Pull out every line of the listing below that contains the word "logo". Treat uppercase and lowercase as different.
## START Excerpted data
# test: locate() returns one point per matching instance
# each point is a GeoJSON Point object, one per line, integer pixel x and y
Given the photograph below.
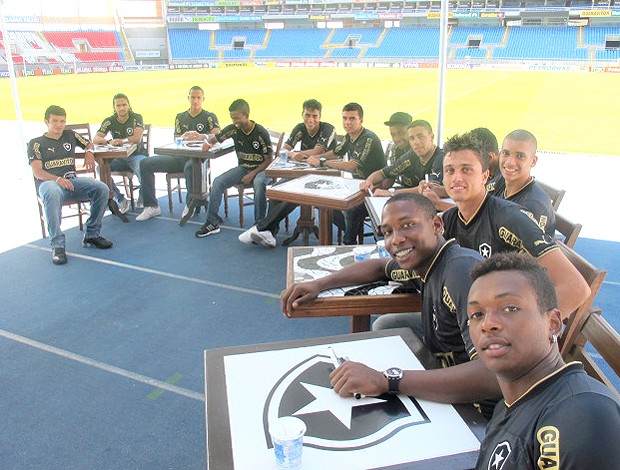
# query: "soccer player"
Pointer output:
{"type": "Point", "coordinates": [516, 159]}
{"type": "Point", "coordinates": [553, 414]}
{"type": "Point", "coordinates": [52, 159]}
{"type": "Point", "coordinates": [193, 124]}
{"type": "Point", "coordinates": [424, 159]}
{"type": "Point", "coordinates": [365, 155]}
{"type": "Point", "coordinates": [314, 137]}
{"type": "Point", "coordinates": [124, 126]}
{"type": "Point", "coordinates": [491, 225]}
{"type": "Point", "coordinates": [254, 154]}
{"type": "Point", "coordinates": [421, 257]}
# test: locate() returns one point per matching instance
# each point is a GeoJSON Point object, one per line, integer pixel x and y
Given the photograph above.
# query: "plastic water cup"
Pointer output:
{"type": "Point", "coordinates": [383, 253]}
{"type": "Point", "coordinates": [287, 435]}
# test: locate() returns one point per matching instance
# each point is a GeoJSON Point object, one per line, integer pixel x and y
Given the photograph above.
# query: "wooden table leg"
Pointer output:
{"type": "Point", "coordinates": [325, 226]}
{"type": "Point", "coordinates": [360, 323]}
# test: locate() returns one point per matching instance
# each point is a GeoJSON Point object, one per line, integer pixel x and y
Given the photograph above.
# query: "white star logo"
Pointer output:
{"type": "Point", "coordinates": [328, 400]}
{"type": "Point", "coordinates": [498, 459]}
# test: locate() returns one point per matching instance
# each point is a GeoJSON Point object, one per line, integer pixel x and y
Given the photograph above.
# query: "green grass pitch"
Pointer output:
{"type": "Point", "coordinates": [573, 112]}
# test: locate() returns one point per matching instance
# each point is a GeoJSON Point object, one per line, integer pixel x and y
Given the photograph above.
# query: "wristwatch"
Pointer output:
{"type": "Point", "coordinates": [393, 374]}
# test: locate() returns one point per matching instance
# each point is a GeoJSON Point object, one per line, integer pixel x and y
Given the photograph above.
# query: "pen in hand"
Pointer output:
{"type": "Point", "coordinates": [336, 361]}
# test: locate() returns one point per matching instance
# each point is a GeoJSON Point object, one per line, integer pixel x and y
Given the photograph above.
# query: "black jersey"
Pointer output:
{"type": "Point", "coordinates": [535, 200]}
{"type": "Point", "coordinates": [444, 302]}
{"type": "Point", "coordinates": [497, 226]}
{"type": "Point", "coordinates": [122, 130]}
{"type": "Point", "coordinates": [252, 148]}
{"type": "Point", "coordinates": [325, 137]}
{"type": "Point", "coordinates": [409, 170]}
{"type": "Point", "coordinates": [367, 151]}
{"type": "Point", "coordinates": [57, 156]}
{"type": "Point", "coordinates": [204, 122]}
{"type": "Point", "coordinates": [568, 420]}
## END Excerpted data
## START Excerpted data
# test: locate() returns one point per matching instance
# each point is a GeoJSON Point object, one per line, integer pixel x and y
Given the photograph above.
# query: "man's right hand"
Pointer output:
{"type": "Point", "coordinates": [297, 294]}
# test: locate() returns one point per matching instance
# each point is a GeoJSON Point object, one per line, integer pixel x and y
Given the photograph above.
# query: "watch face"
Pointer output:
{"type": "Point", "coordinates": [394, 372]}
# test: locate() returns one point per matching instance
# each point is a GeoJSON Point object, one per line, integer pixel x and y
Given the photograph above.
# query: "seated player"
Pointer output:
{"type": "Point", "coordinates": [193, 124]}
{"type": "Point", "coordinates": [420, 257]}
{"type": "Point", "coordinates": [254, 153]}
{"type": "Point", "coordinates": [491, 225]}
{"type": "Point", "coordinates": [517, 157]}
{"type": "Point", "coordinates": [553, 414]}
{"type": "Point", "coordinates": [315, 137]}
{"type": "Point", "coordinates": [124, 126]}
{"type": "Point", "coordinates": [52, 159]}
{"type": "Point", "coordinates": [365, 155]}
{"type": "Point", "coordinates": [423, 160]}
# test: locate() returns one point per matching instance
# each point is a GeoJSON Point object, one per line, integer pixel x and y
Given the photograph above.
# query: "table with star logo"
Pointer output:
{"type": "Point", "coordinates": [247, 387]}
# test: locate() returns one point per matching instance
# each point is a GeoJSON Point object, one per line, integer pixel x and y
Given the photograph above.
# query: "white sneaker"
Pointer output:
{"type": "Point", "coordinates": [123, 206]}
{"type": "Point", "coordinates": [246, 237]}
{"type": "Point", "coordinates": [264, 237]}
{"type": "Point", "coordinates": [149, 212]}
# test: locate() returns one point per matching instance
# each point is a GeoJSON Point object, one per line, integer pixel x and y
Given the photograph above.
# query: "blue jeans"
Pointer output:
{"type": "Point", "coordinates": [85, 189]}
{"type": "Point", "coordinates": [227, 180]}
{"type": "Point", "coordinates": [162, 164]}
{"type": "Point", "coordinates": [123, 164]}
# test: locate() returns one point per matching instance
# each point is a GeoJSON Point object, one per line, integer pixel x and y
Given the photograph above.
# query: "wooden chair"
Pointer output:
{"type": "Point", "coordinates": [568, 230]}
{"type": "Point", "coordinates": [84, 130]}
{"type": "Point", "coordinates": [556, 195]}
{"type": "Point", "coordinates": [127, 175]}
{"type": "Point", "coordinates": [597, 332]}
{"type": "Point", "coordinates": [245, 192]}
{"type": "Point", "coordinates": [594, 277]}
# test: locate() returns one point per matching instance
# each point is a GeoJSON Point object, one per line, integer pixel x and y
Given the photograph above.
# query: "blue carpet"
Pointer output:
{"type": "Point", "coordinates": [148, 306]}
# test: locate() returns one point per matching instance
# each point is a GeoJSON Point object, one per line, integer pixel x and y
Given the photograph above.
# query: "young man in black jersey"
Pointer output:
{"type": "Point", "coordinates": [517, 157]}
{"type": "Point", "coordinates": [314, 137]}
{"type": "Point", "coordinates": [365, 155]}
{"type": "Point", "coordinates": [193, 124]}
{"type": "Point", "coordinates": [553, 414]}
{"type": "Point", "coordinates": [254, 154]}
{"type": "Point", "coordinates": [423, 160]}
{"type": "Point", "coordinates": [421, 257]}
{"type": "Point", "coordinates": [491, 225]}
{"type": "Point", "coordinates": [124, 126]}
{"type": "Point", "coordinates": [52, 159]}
## END Excerpted data
## START Excerpted data
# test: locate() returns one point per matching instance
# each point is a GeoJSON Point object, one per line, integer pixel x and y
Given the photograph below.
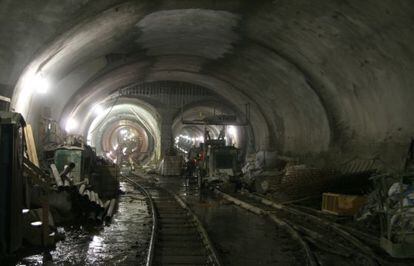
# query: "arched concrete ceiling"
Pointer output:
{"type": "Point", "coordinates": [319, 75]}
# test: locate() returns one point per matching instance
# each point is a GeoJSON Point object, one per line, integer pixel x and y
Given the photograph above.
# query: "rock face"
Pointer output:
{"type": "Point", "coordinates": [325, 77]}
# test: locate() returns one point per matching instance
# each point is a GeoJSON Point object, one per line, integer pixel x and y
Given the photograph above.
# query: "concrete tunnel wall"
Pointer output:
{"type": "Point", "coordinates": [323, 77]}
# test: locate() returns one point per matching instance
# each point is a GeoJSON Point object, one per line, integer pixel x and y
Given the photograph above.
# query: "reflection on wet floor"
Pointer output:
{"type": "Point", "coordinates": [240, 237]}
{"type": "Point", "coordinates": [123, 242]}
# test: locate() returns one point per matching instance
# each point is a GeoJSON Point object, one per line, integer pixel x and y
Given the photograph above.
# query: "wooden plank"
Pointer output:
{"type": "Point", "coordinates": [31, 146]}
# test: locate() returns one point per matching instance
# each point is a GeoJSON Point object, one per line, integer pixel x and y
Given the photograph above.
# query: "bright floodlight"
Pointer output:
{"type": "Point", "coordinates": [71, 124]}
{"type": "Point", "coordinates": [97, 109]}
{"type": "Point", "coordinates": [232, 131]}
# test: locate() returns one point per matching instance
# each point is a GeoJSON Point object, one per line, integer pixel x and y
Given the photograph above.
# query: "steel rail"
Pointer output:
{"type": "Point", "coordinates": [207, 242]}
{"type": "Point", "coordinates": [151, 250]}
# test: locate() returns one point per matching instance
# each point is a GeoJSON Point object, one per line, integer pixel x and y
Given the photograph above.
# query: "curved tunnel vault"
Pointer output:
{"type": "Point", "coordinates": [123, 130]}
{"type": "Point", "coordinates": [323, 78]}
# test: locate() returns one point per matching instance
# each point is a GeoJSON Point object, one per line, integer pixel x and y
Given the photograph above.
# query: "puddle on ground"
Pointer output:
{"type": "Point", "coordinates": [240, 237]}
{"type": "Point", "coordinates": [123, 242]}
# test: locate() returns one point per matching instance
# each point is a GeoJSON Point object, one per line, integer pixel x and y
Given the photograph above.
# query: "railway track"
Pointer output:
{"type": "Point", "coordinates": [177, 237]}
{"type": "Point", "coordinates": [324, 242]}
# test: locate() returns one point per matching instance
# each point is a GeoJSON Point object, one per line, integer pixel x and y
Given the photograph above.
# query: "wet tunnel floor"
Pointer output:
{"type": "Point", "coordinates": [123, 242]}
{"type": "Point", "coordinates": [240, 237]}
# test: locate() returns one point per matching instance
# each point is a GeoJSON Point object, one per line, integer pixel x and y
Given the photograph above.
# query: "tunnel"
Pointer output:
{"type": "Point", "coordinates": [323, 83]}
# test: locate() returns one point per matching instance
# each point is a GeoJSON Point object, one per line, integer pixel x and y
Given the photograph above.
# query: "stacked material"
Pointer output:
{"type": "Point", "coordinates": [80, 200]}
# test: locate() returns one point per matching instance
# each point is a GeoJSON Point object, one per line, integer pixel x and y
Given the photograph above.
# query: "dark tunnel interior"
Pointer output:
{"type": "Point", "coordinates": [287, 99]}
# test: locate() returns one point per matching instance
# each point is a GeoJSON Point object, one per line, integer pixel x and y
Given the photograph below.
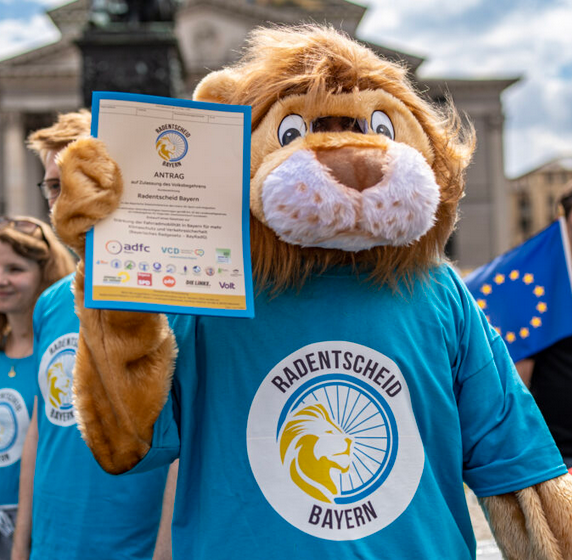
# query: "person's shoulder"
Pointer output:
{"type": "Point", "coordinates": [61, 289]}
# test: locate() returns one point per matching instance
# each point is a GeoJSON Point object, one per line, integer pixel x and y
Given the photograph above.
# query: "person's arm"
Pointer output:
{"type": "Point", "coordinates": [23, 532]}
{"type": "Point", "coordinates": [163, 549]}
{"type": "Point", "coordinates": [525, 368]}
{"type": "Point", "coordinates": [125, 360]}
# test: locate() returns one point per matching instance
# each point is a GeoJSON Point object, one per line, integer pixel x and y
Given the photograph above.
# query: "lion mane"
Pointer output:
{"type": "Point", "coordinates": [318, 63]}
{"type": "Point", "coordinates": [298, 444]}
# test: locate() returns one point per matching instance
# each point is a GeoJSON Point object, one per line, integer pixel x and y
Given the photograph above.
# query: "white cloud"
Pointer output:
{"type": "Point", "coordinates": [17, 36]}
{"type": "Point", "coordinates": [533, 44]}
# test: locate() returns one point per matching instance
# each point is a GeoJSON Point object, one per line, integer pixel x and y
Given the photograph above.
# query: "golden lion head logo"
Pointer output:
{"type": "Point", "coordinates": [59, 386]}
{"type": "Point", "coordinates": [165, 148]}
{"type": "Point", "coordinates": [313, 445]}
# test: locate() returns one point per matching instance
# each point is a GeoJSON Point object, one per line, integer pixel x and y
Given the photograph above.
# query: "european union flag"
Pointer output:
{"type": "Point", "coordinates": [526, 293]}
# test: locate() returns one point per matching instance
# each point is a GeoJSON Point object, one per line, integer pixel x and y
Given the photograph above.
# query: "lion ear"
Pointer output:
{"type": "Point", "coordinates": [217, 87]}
## END Excerpted data
## Answer to the problem
# query: "white star logo"
# query: "table with star logo"
# query: "golden lion head logo"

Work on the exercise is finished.